** Instructions for the task **
Give back the records in their entirety, exactly.

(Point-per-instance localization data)
|---|
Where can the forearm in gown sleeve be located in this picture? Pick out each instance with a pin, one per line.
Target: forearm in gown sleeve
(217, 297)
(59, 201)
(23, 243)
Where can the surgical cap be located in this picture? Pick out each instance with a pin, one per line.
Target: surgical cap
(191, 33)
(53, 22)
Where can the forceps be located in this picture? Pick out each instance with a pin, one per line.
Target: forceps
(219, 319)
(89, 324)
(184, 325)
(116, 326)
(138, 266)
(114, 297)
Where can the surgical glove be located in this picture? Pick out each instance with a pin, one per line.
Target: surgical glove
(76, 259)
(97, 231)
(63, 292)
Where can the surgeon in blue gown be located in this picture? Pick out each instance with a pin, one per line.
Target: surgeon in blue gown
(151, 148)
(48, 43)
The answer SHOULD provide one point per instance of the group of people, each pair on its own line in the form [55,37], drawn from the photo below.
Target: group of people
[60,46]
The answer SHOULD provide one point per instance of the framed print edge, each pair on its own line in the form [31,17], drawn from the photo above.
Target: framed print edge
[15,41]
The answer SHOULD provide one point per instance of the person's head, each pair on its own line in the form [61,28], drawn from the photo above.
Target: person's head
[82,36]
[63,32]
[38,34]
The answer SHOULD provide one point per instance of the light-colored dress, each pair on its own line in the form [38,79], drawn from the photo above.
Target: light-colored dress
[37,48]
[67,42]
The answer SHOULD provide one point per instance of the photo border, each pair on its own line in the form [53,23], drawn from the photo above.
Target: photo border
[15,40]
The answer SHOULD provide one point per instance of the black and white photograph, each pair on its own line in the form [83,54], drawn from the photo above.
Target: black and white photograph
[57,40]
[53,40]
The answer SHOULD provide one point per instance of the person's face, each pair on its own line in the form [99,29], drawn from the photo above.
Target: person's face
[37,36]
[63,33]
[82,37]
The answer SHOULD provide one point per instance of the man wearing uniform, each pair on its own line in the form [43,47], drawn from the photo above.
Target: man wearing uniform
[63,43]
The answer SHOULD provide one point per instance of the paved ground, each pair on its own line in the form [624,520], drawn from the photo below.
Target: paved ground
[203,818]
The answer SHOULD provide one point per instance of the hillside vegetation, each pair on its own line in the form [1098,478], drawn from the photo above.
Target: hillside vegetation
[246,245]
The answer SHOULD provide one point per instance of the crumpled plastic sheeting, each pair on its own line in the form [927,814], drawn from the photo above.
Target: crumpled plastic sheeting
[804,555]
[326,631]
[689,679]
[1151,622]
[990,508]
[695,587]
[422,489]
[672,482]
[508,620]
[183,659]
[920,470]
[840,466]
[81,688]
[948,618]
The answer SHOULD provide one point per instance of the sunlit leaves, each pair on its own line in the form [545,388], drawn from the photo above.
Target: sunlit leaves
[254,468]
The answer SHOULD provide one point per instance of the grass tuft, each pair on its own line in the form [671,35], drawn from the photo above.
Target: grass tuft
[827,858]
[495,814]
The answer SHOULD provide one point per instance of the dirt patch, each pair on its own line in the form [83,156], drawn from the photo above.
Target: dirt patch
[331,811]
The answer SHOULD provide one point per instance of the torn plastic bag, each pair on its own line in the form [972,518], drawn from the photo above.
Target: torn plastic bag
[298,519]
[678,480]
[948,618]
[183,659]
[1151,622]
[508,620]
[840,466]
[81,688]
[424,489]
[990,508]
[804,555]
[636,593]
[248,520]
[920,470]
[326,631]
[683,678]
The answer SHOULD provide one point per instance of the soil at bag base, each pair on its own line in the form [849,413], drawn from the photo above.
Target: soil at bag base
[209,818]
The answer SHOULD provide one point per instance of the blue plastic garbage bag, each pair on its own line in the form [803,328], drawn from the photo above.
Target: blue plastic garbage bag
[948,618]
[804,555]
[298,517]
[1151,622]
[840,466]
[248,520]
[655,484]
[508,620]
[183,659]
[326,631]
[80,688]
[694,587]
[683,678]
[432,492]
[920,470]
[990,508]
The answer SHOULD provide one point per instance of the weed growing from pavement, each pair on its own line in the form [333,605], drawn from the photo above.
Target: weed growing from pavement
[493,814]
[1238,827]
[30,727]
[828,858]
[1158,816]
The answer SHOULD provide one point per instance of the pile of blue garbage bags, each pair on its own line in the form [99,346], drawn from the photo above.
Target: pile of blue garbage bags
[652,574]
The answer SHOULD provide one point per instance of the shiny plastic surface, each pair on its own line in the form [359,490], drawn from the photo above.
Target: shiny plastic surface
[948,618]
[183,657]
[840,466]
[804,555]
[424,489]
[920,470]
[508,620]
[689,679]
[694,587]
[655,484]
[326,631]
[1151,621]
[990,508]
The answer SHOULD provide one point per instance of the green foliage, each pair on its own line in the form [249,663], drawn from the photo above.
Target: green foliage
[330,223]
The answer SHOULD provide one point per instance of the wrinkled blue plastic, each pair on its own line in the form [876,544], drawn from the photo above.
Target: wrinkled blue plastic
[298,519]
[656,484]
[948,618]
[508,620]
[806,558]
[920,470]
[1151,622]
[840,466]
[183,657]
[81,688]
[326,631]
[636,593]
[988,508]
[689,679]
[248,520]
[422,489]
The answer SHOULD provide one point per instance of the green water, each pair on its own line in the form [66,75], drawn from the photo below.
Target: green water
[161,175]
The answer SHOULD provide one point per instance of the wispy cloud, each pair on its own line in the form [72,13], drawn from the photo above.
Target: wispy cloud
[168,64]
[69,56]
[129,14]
|---|
** The completed task **
Where can the forearm in gown sleeve be located in this picture? Pick out each instance with a pin, one per line.
Target: forearm in gown sleeve
(217, 297)
(59, 201)
(23, 243)
Where can the surgical cap be located in this picture? Pick out each instance with a pin, one per line.
Target: surgical cap
(191, 33)
(53, 22)
Where can the forceps be located in this picture? Pick out each instance with a pin, one per line.
Target: forceps
(219, 319)
(89, 324)
(184, 325)
(116, 326)
(138, 266)
(114, 297)
Where can the surgical glove be located in this picture? Pick out each instance with a pin, one per line.
Target: surgical glove
(76, 259)
(97, 231)
(63, 292)
Where can the surgeon in blue gown be located in this picture? Pick out each instance with a pin, one per line.
Target: surgeon in blue gown
(151, 148)
(48, 43)
The answer SHOULD provide one point per instance of the group of people, each pair on its own line in the form [55,37], drawn from the photo below.
Target: group of people
[60,46]
The answer SHOULD provide one point per instance of the framed print edge, each pair on its own line in the form [31,17], drawn from the photo above.
Target: framed print edge
[15,41]
The answer SHOULD provide one point per instance of the person's head, each pair on its own line in the form [61,28], drawn from the photo above.
Target: person's head
[82,36]
[63,32]
[38,34]
The answer SHOULD provide one point per instance of the light-colored dress, each pair on its own line in the form [38,79], drawn from the photo above.
Target: light-colored dress
[37,48]
[67,42]
The answer SHOULD provide one point per instance of the photo border, each pair on its own line in the form [53,23], drawn from the photo above.
Target: photo border
[15,40]
The answer SHOULD provide one point per instance of the black and white photograph, each pair on its own line in the form [83,54], drawn from the photo above.
Target: black and white photograph
[57,40]
[53,40]
The answer SHOULD provide one point per instance of the person's face, each pair on its own line in the form [99,29], drawn from the photo above.
Target: person's face
[37,36]
[63,33]
[82,37]
The answer SHOULD provide one point per instance of the man wearing uniform, each pair on its own line in the form [43,47], drawn from the photo above.
Target: man wearing uniform
[63,43]
The answer SHOULD provide one point per instance of the paved ground, each pair on its own line in the form [624,520], drawn from the photo below.
Target: paved ground
[203,818]
The answer SHOULD provide one point per instance of the hillside vegetation, each pair on its own line in the form [1098,478], drawn from the photo above.
Target: hillside vegetation
[246,245]
The answer SHOULD provide one point per instance of the crumpled plastic sheeting, each pair on its own line in the form [927,814], drawn from the photo above.
Target: crumpled plastic sheeting
[804,555]
[326,631]
[689,679]
[1151,622]
[990,508]
[695,587]
[422,489]
[672,482]
[508,620]
[183,659]
[920,470]
[840,466]
[81,688]
[948,618]
The answer SHOULD provide one point per instance of the sunlit leaves, each pair on its own line in the form [545,388], drawn from the photo above.
Target: sunlit leaves
[254,468]
The answer SHOULD provide one point per instance of the grass tuft, each pair on its own line in the form [671,35], drawn from the photo above.
Target: grass tuft
[827,858]
[495,814]
The answer SHOULD provide one point per instance of the dirt patch, each pair on its own line in the form [83,156], drawn from the photo above.
Target: dirt patch
[331,811]
The answer SHOULD provide one point per instance of the torn plastic bag, each pair on its own line in the form [972,518], drawn from the photo above.
Target: torn plastic bag
[298,519]
[678,480]
[948,618]
[183,659]
[1151,622]
[508,620]
[840,466]
[81,688]
[424,489]
[990,508]
[804,555]
[636,593]
[248,520]
[920,470]
[326,631]
[683,678]
The answer SHOULD provide one point per instance of the soil at bag base, each pair on its own line in the form [849,413], drawn from the photo above.
Target: soil at bag base
[209,818]
The answer SHOULD provide one point per instance of the blue plastic garbage bag, each pair on its own line in the form [803,328], drawn from the photo above.
Target: blue plastic garbage bag
[948,618]
[804,555]
[298,517]
[1151,622]
[840,466]
[248,520]
[655,484]
[508,620]
[183,659]
[326,631]
[80,688]
[694,587]
[683,678]
[432,492]
[920,470]
[990,508]
The answer SHOULD provide one point per instance of the weed growing from pavement, each pair on its own line in the form [333,605], drawn from the photo above.
Target: weed growing from pavement
[493,814]
[1238,827]
[30,727]
[828,858]
[1158,816]
The answer SHOULD provide one point per instance of the pile of blue garbage bags, each pair on its own line in the form [99,346], drawn from the photo above.
Target: pile of blue garbage bags
[652,574]
The answer SHOULD provide one point per instance of the shiny plastic surface, each pair on its own line in the form [359,490], drawn from the photo above.
Target: shiny plastic surface
[948,618]
[183,657]
[840,466]
[804,555]
[424,489]
[920,470]
[508,620]
[689,679]
[694,587]
[655,484]
[326,631]
[1151,621]
[990,508]
The answer SHOULD provide one point per instance of the green foliage, each pair on its own line in the form [249,663], drawn from the photo above.
Target: green foliage
[330,223]
The answer SHOULD provide one point per instance of the wrinkled blue plastic, each pair on its own line in the form [876,544], drawn from the photo above.
Target: wrinkled blue plastic
[298,519]
[656,484]
[948,618]
[508,620]
[806,558]
[920,470]
[1151,622]
[840,466]
[183,657]
[81,688]
[326,631]
[636,593]
[988,508]
[689,679]
[248,520]
[422,489]
The answer SHOULD provide one point per instance of the green water, each pair on its own line in the form [66,75], drawn from the photo below.
Target: green water
[161,175]
The answer SHOULD provide one point per instance of the wispy cloud, each pair on its own line in the form [72,13], drawn from the photo above.
Target: wispy cloud
[168,64]
[69,56]
[129,14]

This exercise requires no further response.